Express the lines below, from the very first line through the line that contains "column 214, row 150", as a JSON list of strings with one string for each line and no blank lines.

(Data items)
----

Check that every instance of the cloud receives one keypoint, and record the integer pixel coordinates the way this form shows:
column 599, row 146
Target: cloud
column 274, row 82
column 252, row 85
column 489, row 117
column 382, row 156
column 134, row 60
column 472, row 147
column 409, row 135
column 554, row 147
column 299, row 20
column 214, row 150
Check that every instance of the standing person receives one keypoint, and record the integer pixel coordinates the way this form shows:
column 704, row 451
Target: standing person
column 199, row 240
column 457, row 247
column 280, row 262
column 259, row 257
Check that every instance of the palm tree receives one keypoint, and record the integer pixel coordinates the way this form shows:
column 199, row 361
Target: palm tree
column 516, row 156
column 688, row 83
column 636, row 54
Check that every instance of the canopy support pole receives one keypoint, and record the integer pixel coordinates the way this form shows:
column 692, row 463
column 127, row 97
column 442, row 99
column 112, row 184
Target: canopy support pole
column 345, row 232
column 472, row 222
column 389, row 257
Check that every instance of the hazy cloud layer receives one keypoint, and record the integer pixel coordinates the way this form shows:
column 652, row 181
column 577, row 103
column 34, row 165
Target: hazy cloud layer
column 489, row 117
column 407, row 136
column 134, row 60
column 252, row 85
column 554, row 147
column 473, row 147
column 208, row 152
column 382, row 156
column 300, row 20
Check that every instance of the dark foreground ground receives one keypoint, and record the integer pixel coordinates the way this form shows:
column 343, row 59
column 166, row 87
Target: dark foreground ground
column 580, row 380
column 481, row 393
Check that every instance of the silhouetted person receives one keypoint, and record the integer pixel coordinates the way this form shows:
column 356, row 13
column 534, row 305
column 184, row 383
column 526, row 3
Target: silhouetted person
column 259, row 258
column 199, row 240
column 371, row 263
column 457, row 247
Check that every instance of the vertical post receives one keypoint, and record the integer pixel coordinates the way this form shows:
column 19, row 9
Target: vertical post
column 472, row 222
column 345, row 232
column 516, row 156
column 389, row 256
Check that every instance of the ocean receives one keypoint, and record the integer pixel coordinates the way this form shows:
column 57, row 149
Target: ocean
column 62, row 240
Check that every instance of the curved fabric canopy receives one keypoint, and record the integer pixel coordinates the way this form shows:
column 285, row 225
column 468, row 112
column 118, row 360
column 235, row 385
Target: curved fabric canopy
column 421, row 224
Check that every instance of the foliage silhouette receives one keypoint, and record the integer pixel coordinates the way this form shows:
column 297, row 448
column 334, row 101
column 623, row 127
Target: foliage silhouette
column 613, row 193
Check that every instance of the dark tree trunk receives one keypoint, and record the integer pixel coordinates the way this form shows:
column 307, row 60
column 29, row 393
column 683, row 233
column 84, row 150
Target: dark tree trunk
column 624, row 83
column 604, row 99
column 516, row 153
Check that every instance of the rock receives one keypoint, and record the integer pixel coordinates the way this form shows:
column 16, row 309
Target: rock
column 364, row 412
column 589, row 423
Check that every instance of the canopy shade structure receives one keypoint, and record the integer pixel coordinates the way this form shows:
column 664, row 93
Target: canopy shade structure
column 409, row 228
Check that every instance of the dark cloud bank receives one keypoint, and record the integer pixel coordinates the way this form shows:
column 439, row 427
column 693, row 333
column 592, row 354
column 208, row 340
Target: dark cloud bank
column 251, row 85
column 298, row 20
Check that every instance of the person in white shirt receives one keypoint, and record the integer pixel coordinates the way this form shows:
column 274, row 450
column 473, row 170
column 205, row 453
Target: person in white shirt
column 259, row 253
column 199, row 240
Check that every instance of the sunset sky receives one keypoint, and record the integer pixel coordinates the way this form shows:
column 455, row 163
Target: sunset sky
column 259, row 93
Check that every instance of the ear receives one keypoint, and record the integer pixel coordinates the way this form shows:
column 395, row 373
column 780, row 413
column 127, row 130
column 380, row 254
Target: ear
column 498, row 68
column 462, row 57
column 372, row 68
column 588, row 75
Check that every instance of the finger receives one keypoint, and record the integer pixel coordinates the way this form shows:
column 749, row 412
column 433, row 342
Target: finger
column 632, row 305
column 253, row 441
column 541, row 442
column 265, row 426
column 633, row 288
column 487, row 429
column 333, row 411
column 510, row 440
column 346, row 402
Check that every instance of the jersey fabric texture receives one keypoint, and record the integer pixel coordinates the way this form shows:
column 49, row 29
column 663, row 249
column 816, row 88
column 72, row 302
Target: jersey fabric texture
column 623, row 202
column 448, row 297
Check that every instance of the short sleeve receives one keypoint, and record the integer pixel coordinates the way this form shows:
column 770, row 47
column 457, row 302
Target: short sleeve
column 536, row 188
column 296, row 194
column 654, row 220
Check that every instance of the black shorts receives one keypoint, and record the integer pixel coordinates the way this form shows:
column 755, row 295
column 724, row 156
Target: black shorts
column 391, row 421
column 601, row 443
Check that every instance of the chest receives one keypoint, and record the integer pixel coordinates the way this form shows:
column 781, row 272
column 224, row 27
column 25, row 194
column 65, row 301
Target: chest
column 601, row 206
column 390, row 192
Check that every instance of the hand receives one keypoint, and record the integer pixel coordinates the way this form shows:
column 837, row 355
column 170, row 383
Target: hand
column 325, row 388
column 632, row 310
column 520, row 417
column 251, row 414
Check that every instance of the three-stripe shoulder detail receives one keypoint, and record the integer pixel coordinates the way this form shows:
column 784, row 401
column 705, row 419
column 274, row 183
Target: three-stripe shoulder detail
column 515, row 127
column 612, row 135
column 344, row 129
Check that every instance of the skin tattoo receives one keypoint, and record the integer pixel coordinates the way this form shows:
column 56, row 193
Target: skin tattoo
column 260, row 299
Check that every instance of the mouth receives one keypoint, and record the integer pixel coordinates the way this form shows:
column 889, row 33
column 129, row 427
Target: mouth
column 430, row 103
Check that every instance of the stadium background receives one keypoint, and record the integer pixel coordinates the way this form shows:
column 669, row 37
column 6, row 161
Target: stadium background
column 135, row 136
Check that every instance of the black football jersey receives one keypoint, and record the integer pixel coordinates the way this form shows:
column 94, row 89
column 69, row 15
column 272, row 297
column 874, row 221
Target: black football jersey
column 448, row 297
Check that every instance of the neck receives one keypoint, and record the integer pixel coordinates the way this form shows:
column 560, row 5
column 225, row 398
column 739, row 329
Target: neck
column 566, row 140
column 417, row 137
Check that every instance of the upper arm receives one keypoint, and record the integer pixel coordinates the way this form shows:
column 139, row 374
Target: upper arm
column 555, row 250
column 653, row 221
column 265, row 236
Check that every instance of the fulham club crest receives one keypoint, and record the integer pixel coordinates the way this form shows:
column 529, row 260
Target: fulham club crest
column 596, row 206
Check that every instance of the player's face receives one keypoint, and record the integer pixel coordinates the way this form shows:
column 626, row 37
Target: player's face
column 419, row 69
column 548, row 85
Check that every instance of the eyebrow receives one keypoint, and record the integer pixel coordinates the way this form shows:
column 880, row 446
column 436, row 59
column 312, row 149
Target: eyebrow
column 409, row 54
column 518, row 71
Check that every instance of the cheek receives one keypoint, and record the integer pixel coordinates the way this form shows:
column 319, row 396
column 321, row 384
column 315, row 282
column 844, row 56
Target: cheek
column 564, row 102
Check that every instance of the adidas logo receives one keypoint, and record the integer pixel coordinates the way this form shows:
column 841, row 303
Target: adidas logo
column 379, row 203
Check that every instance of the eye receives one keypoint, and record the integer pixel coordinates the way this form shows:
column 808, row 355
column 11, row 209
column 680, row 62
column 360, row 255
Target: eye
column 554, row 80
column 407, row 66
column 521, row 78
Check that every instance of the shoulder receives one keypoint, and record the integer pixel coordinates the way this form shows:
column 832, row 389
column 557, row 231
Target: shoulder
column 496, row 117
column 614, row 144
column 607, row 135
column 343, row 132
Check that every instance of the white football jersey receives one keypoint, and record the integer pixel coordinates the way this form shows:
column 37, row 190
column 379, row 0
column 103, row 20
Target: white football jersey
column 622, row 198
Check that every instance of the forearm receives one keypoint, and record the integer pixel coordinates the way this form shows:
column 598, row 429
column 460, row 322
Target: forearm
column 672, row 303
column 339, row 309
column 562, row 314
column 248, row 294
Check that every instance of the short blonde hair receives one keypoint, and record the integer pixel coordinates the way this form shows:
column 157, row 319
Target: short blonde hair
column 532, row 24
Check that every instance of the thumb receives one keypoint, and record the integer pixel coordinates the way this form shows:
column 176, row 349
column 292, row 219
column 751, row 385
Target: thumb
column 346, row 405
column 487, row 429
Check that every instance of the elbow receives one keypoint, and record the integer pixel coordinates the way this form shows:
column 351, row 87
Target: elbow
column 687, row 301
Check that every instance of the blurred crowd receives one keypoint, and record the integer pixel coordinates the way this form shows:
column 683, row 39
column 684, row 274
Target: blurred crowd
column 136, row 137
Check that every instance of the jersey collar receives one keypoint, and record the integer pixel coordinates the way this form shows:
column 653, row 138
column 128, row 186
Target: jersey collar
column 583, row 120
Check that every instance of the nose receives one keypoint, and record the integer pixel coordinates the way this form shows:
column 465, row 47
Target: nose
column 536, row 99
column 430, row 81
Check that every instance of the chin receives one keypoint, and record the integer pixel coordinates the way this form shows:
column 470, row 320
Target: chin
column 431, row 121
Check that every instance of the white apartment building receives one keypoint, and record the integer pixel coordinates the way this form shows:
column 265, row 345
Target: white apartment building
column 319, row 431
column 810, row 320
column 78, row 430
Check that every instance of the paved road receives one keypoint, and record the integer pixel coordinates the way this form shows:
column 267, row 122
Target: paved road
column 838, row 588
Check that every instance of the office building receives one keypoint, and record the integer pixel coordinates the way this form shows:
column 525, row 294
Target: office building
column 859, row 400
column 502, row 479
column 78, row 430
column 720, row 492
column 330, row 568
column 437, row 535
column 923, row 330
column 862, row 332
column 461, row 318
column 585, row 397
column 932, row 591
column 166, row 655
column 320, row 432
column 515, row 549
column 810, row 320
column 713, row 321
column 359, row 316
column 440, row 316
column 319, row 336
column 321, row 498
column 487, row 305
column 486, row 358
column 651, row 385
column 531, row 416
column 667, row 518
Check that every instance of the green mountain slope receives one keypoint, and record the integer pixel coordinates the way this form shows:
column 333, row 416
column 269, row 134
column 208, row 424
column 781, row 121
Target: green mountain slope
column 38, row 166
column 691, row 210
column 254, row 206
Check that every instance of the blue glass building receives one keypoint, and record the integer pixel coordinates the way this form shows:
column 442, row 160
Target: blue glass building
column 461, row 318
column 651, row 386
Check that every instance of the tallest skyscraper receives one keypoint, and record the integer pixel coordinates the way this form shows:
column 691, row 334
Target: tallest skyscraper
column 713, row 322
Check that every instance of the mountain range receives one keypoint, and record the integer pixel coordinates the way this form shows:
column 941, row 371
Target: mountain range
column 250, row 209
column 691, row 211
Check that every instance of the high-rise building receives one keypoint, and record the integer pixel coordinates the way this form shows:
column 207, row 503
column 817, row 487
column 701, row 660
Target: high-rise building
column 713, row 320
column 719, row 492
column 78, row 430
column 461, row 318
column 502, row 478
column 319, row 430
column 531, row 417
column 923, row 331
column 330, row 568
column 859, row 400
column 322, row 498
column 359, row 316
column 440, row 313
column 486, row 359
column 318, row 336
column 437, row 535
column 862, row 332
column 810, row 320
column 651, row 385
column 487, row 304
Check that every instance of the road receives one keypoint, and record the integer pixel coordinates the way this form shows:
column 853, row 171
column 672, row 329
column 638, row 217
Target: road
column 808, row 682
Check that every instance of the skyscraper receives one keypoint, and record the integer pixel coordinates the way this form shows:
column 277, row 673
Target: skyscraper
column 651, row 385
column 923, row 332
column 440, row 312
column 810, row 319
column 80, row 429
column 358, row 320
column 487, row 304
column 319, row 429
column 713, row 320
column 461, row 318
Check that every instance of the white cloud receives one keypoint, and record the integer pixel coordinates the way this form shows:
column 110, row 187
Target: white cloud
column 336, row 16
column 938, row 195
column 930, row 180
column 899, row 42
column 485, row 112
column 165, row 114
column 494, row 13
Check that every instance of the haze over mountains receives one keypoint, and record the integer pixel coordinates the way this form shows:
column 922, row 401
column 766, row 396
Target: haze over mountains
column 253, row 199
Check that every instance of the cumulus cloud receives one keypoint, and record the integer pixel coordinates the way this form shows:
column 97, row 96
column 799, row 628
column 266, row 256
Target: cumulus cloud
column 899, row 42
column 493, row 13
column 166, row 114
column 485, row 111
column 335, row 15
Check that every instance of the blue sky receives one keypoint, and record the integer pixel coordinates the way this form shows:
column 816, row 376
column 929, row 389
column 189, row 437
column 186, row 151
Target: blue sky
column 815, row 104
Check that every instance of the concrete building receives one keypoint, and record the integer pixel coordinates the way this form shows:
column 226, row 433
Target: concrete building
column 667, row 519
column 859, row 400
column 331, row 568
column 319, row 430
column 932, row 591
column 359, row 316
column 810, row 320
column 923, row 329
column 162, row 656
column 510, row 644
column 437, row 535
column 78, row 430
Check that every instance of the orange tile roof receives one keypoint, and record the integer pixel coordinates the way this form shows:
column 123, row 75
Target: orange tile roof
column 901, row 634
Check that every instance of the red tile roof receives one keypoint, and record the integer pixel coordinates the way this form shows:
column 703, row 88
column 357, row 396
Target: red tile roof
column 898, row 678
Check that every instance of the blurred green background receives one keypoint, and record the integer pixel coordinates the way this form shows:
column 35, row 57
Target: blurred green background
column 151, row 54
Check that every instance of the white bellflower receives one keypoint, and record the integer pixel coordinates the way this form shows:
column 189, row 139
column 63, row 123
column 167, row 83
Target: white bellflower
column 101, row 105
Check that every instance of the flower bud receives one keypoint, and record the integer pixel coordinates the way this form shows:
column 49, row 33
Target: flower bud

----

**THE OUTPUT:**
[
  "Check that every instance of the cloud receives one keypoint, and record the integer pixel coordinates the way this form shows:",
  "column 599, row 146",
  "Target: cloud",
  "column 274, row 82",
  "column 252, row 85",
  "column 489, row 117",
  "column 382, row 156",
  "column 134, row 60",
  "column 472, row 147",
  "column 409, row 135",
  "column 554, row 147",
  "column 299, row 20",
  "column 214, row 150"
]